### Kısa görev a
Aşağıdaki ihtiyati haciz metnine göre şu ifadeler doğru mu: (i) Alacak bir ilama dayanıyorsa teminat istenmez. (ii) Normal bir davada yaklaşık ispat yeterli sayılır. (iii) Hacizde haksız çıkan alacaklı, borçlunun ve üçüncü şahsın bu yüzden uğradığı zararlardan sorumludur. Her biri için evet ya da hayır yazın ve kararı veren sözleri metinden aynen alıntılayın.

### Kaynak metin parçası

┄┄┄┄┄┄┄┄┄┄┄┄┄┄┄┄┄┄┄┄

1-Borçlunun muayyen yerleşim yeri yoksa;
2-Borçlu taahhütlerinden kurtulmak maksadıyla mallarını gizlemeye, kaçırmaya veya kendisi kaçmaya hazırlanır yahut kaçar ya da bu maksatla alacaklının haklarını ihlal eden hileli işlemlerde bulunursa;
Bu suretle ihtiyati haciz konulursa borç yalnız borçlu hakkında maucceliyet kesbeder.
İİK’nun 259. maddesinde de teminat hususu düzenlenmiştir. Madde de “İhtiyati haciz isteyen alacaklı hacizde haksız çıktığı takdirde borçlunun ve üçüncü şahsın bu yüzden uğrayacakları bütün zararlardan mesul ve Hukuk Muhakemeleri Kanununun 87. maddesinde yazılı teminatı vermeye mecburdur.
Ancak alacak bir ilama müstenid ise teminat aranmaz.
Alacak ilam mahiyetinde bir vesikaya müstenid ise mahkeme teminata luzum olup olmadığını takdir eder.Bu açıklamalara göre ihtiyati haciz “Alacaklının, bir para alacağının zamanında ödenmesini güvence (garanti) altına almak için, mahkeme kararı ile, borçlunun mallarına önceden geçici olarak el konulması”dır.
Geçici hukuki koruma yargılamasını asıl hukuki koruma yargılamasından ayıran özelliklerden biri ispat ölçüsü noktasındadır. Kanunda açıkça öngörülmemişse ya da işin niteliği gerekli kılmıyorsa, bir davada (normal bir yargılamada yaklaşık ispat değil, tam ispat aranır. Çünkü, hakim, mevcut ispat ve delil kuralları çerçevesinde, tarafların iddia ettiği bir vakıa konusunda tam bir kanaate varmadan o vakıayı doğru kabul edemez. Ancak kanun koyucu bazen ya doğrudan kendisi düzenleme yaparak ya da işin niteliği ve olayın özelliği gereği hakime, bu durumu belirterek, ispat olgusunu düşürme imkanı vermiştir. Bu düşürülmüş ispat ölçüsü çerçevesinde, tam kanaat değil, kuvvetle muhtemel, yaklaşık bir kanaat yeterli görülmektedir.

┄┄┄┄┄┄┄┄┄┄┄┄┄┄┄┄┄┄┄┄

### Sağlanan veriler
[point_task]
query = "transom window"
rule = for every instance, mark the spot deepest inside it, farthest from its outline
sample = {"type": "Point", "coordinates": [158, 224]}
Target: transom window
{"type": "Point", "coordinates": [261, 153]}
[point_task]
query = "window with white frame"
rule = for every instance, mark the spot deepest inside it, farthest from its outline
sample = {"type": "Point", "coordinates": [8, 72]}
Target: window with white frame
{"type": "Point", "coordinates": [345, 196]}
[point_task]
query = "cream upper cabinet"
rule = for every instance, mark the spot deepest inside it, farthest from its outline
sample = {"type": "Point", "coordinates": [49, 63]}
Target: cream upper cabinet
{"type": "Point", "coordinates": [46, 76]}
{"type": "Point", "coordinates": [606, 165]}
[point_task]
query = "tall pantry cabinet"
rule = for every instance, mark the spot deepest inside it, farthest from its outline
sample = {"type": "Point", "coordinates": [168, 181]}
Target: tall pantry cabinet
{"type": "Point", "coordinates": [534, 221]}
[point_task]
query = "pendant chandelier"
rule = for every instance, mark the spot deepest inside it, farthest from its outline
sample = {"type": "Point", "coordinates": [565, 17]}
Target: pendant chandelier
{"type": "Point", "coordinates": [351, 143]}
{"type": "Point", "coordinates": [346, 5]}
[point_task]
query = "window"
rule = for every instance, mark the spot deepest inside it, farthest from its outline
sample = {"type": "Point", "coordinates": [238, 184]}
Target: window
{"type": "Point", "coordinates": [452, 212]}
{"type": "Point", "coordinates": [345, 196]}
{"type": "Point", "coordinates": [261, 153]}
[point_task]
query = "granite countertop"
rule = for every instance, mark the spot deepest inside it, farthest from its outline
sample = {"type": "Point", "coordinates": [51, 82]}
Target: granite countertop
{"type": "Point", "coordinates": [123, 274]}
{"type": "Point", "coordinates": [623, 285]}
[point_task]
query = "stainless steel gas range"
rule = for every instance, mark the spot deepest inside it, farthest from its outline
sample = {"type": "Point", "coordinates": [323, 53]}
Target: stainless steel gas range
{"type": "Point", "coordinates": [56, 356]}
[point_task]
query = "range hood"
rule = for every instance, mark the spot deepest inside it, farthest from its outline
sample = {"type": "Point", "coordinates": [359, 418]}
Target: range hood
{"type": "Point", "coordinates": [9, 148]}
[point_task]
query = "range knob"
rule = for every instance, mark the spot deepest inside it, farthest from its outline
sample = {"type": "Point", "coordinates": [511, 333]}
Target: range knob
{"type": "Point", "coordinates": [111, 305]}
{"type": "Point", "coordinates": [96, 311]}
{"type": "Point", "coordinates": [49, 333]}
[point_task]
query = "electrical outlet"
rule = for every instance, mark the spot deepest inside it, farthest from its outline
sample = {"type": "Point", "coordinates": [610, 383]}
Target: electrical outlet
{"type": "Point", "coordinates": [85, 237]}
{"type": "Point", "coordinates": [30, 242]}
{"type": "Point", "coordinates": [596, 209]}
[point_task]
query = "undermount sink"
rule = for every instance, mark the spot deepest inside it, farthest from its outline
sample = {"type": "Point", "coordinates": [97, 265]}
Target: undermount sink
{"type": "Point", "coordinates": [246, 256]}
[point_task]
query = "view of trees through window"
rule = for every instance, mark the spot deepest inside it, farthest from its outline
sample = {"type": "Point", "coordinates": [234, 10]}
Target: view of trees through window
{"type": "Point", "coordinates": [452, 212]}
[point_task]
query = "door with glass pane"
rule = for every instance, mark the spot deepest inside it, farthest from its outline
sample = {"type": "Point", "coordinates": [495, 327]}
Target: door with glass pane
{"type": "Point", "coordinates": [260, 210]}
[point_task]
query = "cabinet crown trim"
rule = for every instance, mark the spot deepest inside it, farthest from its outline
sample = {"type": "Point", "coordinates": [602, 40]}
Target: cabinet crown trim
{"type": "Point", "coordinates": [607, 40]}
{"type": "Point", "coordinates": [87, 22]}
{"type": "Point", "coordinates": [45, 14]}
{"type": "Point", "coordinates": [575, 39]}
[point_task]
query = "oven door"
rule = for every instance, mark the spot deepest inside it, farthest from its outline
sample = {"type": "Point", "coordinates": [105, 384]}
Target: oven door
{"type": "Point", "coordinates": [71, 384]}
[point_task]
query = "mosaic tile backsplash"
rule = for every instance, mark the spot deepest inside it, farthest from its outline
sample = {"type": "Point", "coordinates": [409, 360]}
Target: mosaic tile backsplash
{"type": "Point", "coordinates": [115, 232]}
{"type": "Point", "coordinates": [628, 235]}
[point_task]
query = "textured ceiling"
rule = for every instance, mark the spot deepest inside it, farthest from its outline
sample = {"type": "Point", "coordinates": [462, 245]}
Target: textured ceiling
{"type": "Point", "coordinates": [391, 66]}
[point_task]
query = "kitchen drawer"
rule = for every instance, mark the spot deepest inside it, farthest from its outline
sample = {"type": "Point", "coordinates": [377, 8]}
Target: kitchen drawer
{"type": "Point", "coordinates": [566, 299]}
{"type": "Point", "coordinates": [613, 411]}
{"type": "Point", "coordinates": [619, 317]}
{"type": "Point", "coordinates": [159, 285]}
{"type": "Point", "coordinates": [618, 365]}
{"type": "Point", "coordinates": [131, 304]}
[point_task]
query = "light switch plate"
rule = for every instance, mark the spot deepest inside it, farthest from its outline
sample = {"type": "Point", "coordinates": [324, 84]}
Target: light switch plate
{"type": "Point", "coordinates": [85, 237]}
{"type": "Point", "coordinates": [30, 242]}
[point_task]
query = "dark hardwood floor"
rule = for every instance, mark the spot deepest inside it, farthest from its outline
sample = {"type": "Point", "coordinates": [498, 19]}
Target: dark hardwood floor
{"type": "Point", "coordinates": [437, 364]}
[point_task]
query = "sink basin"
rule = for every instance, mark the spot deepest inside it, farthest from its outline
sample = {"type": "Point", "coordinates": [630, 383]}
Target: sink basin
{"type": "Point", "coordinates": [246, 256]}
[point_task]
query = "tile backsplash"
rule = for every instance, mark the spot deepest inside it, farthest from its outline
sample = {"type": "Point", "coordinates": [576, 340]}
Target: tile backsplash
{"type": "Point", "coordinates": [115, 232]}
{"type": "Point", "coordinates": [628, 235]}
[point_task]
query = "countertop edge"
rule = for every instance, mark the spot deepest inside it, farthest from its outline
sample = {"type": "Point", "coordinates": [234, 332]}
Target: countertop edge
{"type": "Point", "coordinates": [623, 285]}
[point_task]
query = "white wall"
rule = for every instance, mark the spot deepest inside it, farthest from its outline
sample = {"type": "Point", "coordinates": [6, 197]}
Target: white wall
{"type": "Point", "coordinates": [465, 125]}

┄┄┄┄┄┄┄┄┄┄┄┄┄┄┄┄┄┄┄┄

### Kısa görev b
Yukarıdaki satırları süzün ve içinde "dark" kelimesi geçen her satırı kopyalayın. Büyük-küçük harf ayrımı dikkate alınmalıdır.

### Tam yanıt a
(i) Evet: "Ancak alacak bir ilama müstenid ise teminat aranmaz."
(ii) Hayır: "yaklaşık ispat değil, tam ispat aranır"
(iii) Evet: "İhtiyati haciz isteyen alacaklı hacizde haksız çıktığı takdirde borçlunun ve üçüncü şahsın bu yüzden uğrayacakları bütün zararlardan mesul"

### Tam yanıt b
query = "dark hardwood floor"
Target: dark hardwood floor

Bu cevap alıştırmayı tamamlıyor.